YOUR ASSIGNMENT - Nothing but the line holding "Target: white flat shoe" and the lines after it, through the end of the records, should be set down, each exactly as it is.

*** Opening DATA PROVIDED ***

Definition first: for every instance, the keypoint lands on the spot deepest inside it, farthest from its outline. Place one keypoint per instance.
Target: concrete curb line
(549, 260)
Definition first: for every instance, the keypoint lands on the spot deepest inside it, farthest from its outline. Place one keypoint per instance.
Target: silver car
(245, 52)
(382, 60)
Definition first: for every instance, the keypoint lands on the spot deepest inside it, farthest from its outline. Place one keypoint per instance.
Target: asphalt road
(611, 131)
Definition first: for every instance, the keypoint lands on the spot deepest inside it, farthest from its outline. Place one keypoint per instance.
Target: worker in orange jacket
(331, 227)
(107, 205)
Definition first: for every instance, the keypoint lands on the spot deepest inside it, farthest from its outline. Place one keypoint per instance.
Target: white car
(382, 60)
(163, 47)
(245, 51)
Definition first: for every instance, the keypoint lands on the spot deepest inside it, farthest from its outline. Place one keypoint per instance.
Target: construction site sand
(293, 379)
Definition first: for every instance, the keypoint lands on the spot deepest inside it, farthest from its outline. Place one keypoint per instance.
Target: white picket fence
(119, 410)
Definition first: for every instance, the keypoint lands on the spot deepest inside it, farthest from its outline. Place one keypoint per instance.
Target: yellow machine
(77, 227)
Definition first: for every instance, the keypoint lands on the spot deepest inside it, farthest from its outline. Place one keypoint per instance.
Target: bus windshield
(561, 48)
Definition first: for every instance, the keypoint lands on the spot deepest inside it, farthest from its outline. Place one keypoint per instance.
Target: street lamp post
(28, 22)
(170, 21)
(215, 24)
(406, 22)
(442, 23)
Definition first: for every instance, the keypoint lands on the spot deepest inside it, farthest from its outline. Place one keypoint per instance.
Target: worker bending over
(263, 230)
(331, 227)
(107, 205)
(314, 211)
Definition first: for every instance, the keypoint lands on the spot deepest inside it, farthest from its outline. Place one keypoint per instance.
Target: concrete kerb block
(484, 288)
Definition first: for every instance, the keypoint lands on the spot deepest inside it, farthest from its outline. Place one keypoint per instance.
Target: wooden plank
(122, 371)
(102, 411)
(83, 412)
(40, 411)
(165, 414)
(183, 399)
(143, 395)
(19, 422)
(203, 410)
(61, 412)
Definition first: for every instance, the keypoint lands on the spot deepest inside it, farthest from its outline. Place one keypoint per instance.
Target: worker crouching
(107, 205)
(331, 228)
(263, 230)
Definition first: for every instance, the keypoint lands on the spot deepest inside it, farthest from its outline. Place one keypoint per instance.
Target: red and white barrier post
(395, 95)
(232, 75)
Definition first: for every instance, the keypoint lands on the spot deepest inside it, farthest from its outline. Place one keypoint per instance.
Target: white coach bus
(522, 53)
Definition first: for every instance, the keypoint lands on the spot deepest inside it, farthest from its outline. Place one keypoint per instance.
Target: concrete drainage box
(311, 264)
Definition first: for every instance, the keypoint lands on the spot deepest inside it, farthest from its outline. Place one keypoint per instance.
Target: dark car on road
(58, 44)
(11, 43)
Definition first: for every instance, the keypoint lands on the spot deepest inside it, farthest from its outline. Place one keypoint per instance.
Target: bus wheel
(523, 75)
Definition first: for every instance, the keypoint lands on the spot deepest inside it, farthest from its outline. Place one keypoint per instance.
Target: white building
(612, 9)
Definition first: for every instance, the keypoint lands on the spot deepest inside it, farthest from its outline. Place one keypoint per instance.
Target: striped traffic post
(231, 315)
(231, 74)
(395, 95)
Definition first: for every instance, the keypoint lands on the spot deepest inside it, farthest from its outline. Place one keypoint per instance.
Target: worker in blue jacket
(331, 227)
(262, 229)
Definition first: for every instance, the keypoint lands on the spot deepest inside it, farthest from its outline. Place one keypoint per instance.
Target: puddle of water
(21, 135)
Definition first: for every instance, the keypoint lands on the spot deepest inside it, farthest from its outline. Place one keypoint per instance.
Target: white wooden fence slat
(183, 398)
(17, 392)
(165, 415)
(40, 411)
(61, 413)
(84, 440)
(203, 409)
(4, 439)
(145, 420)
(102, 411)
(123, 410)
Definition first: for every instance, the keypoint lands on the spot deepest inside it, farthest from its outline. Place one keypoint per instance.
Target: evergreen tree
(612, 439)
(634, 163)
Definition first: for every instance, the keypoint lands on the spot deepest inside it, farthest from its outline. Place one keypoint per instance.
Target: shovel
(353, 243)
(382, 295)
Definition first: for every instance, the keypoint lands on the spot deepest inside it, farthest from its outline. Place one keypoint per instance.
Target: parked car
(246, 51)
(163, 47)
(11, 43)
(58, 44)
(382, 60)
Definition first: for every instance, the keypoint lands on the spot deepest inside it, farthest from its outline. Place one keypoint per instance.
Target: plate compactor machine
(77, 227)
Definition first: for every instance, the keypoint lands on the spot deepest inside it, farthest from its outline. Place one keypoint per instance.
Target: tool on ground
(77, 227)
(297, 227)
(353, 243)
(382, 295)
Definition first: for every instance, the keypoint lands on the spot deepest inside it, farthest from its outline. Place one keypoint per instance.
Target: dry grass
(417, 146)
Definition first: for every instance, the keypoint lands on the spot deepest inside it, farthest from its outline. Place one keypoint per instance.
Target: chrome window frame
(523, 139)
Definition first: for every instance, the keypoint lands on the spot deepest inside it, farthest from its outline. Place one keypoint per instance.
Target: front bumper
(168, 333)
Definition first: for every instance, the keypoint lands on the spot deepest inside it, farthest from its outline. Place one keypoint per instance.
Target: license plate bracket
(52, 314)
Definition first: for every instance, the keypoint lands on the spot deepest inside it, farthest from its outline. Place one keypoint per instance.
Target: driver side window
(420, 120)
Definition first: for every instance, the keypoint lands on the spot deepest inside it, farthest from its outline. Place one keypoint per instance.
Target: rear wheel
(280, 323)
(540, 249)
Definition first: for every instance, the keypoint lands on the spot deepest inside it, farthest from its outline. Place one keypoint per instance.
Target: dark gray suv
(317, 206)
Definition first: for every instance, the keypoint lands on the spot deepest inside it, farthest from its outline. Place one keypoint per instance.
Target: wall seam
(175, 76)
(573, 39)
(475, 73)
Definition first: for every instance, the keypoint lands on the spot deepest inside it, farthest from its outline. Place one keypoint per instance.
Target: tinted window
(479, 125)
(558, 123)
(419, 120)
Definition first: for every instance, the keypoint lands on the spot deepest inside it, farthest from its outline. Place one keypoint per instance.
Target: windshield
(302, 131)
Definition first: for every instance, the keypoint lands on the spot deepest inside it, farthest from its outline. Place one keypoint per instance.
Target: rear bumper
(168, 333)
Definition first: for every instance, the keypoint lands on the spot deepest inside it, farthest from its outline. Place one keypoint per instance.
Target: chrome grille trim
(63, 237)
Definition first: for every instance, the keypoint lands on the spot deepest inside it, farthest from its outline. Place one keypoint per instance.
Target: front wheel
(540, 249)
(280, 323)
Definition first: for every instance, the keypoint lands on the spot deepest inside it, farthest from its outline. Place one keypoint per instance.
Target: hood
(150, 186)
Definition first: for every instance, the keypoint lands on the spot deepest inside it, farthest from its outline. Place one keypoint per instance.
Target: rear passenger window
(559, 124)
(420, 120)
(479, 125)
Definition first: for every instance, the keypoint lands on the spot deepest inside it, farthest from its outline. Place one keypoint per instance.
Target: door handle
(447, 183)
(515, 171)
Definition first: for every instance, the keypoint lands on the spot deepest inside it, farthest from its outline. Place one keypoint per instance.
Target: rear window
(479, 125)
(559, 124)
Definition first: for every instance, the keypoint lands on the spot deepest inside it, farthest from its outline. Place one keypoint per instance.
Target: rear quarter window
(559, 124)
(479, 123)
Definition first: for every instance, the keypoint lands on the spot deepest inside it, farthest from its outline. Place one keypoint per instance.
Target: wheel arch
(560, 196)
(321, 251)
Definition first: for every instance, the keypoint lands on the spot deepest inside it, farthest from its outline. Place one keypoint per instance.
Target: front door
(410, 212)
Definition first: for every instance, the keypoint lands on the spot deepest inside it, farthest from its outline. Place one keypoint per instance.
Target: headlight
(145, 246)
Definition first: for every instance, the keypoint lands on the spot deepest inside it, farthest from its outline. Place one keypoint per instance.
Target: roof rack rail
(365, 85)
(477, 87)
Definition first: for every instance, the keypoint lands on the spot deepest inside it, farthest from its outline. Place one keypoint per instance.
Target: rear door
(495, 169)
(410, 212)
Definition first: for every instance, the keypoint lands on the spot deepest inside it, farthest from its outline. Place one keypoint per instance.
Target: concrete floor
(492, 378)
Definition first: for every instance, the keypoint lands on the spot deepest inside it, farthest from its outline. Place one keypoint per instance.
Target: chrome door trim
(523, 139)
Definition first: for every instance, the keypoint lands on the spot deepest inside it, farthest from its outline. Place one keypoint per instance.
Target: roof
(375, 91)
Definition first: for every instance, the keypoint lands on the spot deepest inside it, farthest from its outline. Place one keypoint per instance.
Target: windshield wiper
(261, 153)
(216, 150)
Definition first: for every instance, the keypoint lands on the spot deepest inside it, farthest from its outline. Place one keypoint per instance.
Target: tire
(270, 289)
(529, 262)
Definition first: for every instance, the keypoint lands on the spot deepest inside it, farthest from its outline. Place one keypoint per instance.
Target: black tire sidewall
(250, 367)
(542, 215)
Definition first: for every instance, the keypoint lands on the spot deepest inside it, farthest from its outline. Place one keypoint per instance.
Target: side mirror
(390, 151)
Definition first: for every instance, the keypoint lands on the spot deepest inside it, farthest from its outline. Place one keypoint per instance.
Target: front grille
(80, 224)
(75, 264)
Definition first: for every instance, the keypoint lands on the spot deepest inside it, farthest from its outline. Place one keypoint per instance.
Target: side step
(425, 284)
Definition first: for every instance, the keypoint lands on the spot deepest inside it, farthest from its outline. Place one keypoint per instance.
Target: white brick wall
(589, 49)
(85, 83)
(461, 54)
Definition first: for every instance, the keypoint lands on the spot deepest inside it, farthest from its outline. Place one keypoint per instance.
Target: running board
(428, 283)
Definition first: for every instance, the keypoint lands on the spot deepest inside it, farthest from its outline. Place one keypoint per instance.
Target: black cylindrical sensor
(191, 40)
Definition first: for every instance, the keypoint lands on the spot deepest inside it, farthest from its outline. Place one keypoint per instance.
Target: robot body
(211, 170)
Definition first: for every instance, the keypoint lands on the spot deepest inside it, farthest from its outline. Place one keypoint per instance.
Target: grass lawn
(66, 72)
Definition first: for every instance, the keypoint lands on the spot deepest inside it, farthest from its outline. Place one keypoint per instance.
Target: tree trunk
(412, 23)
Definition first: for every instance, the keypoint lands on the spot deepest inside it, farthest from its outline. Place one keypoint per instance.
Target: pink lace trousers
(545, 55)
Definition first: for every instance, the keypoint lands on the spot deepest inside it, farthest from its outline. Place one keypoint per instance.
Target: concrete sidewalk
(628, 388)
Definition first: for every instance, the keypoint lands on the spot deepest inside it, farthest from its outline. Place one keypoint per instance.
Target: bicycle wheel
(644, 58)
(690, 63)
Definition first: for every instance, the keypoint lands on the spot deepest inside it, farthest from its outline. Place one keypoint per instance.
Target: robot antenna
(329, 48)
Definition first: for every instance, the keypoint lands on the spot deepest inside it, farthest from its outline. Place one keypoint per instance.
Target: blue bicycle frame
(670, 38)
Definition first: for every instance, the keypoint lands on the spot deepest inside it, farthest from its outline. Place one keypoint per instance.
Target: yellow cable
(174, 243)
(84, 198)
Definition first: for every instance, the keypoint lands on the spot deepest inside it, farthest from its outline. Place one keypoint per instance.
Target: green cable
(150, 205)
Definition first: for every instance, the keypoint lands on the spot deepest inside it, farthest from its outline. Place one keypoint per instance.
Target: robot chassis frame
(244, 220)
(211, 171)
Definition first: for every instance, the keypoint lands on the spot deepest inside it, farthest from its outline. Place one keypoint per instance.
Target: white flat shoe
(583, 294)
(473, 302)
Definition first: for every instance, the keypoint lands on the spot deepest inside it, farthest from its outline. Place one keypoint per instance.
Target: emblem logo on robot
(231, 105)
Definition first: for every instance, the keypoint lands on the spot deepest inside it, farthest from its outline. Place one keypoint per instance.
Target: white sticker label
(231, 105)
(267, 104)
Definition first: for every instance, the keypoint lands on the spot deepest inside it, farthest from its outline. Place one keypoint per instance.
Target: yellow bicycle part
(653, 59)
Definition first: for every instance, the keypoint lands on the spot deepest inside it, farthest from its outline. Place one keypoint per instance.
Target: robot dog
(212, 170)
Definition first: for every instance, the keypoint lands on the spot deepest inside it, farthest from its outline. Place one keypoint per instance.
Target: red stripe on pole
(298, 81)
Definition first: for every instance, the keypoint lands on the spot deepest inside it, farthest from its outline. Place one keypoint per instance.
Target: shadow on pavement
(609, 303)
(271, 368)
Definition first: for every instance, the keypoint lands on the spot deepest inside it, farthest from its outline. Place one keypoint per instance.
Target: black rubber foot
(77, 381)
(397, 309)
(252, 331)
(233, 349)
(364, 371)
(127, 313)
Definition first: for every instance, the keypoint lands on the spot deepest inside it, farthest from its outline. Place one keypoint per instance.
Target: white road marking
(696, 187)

*** Closing DATA PROVIDED ***

TASK SOLUTION -
Target: white flat shoe
(583, 294)
(473, 302)
Definition first: for every instance, the keypoint lands on the spot deepest inside it, farthest from its outline. Place one keypoint per instance.
Target: emblem logo on robot
(231, 105)
Definition first: for every instance, the keypoint lands on the spot deepest inside it, farthest from its outline. Place one keypoint per instance.
Target: white sticker label
(231, 105)
(267, 104)
Definition first: for every instance, the keypoint lands on the spot deepest inside it, farthest from its outline. Place one keypoint per instance.
Target: yellow bicycle part
(653, 59)
Definition first: for every instance, the keypoint lands on the spot deepest inside it, farthest from its outline. Place one keypoint per instance.
Target: robot dog
(212, 170)
Definition first: for every instance, the keypoint lands on the spot deepest inside it, farthest from its outline. Place one keypoint per instance.
Target: red stripe on pole
(298, 81)
Definition first: for every instance, the keypoint lands on the spot deepest inside it, farthest from its outline. Place one keypoint per instance.
Target: shadow on pavement
(609, 303)
(271, 368)
Definition first: for every instance, the keypoint lands on the spot deepest inside it, farthest from its outline. Place one keypoint per instance.
Target: black rubber foot
(77, 381)
(397, 309)
(252, 331)
(233, 349)
(364, 371)
(127, 313)
Definition first: for every instance, the keypoint lands on the spot deepest inside it, farthest from its outline. Place one keypoint per instance.
Target: white road marking
(696, 187)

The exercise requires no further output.